Tally the lines in the material that contain the string "greens", and give only that number.

[Dataset records]
---*---

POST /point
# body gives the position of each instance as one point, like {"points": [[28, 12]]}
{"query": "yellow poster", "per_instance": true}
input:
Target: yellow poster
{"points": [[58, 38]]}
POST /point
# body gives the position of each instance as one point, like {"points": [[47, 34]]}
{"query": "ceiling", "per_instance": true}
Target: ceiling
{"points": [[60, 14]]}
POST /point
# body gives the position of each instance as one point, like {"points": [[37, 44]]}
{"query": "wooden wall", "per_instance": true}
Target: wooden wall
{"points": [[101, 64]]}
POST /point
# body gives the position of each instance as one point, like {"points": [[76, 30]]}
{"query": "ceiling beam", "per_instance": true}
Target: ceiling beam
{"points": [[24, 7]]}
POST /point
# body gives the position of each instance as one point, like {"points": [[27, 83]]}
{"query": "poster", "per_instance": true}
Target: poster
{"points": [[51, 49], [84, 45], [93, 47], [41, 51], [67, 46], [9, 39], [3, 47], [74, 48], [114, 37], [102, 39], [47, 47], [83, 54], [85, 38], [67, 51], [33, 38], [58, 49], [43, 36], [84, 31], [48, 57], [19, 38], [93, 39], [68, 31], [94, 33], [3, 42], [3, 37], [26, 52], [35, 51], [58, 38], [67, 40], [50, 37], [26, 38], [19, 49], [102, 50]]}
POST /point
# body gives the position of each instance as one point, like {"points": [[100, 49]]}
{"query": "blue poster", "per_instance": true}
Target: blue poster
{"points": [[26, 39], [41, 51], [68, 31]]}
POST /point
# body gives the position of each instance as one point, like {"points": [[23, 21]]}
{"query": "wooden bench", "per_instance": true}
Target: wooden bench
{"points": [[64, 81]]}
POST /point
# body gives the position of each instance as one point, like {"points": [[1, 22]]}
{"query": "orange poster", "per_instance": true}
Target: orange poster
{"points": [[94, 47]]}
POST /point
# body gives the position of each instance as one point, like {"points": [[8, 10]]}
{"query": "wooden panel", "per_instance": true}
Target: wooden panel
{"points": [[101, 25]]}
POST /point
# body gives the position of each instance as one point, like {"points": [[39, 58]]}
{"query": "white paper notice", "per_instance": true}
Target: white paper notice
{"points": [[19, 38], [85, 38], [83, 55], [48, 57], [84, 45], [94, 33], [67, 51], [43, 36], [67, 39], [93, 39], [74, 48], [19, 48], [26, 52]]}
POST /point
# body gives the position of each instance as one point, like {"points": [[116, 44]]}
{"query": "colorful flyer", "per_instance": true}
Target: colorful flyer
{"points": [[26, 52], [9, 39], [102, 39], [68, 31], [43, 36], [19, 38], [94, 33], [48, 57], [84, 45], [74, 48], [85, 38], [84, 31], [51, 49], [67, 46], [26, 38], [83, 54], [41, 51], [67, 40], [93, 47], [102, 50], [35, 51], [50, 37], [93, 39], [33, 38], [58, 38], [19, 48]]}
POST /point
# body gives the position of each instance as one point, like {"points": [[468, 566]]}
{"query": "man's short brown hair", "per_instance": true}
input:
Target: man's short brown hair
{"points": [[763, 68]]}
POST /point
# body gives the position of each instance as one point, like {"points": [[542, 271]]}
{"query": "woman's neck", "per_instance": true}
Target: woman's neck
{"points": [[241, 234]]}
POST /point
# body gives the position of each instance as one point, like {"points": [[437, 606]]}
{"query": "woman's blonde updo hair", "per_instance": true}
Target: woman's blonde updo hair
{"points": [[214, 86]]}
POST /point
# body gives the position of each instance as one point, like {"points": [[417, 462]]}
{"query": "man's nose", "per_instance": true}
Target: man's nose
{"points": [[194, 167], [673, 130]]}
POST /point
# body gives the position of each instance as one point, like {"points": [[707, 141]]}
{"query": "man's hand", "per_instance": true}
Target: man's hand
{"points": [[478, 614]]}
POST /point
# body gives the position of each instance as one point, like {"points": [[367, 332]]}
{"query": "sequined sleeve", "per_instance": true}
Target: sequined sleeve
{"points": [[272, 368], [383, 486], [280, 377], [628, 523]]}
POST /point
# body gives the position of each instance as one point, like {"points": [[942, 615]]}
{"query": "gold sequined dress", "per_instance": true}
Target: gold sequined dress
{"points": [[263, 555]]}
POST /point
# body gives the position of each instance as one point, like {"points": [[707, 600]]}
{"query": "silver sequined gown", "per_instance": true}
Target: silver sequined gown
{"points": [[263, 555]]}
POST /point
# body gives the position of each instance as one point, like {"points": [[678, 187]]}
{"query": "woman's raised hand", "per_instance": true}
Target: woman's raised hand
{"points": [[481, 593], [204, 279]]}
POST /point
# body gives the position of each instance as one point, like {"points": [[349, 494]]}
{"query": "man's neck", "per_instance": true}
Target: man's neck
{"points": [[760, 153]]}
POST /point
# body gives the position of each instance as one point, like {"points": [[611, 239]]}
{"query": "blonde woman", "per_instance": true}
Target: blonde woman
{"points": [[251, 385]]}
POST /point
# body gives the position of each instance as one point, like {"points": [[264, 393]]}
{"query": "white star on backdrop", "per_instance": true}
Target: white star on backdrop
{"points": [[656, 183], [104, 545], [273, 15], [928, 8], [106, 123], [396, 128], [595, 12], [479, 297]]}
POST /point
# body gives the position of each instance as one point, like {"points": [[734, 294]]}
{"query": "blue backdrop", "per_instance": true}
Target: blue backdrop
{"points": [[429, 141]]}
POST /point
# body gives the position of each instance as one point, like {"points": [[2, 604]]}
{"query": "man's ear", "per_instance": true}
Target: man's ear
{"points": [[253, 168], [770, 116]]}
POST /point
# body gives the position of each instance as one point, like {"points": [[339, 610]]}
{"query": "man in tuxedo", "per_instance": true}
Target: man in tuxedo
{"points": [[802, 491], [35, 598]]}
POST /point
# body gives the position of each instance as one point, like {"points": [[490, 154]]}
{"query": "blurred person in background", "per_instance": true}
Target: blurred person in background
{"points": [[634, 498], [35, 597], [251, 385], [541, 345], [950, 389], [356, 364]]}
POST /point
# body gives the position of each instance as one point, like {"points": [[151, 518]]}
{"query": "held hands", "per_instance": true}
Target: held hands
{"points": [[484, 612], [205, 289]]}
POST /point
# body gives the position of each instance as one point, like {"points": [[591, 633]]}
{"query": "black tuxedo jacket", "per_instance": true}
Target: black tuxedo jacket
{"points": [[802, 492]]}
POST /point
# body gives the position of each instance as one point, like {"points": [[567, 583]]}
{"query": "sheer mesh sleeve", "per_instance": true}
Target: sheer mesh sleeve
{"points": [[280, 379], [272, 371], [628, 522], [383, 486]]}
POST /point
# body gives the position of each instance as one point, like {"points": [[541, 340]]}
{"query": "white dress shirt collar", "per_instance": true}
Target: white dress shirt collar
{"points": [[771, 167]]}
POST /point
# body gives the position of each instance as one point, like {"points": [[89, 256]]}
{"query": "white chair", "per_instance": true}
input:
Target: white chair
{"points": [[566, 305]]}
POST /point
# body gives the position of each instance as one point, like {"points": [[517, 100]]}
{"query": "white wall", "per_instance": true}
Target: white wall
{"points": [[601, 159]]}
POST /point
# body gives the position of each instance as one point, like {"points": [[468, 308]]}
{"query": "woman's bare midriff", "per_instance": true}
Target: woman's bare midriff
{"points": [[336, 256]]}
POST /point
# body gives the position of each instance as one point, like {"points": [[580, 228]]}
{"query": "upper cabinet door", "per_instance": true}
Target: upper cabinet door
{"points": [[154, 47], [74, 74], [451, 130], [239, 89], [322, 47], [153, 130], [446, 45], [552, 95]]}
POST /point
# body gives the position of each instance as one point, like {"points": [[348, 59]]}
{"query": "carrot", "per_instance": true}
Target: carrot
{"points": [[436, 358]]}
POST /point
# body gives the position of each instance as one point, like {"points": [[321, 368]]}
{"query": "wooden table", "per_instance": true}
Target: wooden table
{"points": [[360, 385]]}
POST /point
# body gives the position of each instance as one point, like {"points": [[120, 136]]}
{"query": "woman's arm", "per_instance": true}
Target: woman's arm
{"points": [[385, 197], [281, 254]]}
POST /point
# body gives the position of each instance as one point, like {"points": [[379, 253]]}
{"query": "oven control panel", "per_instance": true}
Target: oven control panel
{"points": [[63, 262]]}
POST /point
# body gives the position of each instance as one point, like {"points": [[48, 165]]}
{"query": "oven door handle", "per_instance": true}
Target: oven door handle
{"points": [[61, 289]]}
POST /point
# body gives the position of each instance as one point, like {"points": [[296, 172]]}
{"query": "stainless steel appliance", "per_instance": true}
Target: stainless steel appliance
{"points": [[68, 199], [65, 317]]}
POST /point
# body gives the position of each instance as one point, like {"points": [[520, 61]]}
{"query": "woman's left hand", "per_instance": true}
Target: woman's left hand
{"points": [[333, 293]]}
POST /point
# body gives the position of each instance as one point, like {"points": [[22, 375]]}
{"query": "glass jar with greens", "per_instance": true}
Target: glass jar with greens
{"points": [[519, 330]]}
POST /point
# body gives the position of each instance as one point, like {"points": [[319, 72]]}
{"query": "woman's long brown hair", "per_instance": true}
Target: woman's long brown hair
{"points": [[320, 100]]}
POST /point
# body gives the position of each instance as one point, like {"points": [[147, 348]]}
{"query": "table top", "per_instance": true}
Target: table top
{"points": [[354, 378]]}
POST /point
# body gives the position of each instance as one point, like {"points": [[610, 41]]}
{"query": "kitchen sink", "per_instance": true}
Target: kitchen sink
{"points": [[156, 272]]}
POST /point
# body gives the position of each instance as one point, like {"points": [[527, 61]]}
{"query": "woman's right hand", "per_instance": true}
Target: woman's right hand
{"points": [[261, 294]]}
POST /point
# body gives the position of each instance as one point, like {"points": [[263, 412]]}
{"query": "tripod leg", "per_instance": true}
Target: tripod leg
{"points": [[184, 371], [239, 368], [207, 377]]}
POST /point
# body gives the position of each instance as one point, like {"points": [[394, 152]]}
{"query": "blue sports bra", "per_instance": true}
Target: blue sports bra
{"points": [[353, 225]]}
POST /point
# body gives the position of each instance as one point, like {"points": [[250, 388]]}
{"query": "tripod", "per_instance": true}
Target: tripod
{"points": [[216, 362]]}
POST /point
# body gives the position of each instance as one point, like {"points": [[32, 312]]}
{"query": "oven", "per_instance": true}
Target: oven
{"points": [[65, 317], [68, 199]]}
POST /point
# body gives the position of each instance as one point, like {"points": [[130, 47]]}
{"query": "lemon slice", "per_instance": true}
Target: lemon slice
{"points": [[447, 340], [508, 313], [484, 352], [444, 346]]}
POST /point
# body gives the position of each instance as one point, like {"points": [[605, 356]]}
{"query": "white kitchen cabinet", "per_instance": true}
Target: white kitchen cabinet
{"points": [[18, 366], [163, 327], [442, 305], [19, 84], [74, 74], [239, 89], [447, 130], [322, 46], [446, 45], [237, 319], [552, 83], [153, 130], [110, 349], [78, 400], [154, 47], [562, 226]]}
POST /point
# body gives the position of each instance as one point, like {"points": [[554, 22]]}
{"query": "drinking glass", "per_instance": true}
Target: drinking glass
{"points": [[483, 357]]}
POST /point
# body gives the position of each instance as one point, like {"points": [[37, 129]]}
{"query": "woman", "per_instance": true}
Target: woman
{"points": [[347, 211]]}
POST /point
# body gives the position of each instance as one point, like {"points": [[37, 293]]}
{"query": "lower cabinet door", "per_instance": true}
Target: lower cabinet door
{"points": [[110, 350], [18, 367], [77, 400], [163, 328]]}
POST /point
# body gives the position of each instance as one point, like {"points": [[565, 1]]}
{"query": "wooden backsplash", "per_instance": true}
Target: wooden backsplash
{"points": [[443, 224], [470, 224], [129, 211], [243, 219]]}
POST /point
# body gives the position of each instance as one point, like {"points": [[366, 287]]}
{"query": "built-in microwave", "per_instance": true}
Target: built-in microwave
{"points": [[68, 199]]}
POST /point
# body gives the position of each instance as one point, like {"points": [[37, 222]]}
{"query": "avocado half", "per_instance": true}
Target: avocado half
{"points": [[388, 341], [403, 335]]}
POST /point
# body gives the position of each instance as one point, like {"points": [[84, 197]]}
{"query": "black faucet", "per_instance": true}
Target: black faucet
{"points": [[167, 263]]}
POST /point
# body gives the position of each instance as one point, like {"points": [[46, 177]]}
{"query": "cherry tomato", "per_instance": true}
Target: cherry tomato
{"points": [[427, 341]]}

---*---

**Output of the exercise:** 2